>> Begin Document section

Disclosure: Please note this post contains affiliate links.

 

To coincide with the announcement of a UK general election in June, TheGenealogist has released over 100,000 Parish Records and thousands of voter records on its website.

The People’s Will, Voting by Ballot at a Parliamentary Election from TheGenealogist Image archive
The People’s Will, Voting by Ballot at a Parliamentary Election from TheGenealogist Image archive

 

In time for the snap general election, TheGenealogist is adding to its Polls and Electoral records by publishing online a new collection of Poll books ranging from the late 19th century to the early 20th century.

 

These new records released today offer a tantalising snapshot of our ancestors interaction with the Church and the State of the past.

>> End Document section
>> Begin Data extract

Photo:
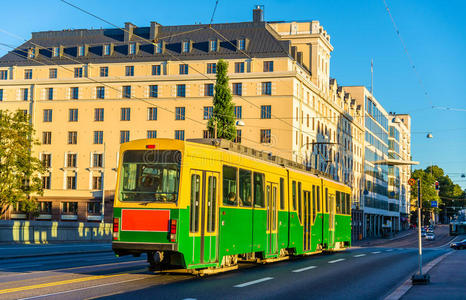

>> End Data extract

Problems to solve =>
[1] Copy the passage from the announcement that begins at the words "In time for" and stops after "early 20th century.".
[2] List every type of record that the announcement names.
The listing isn't needed for anything here.

The answers =>
[1]
In time for the snap general election, TheGenealogist is adding to its Polls and Electoral records by publishing online a new collection of Poll books ranging from the late 19th century to the early 20th century.

[2]
- Parish Records
- voter records
- Polls and Electoral records
- Poll books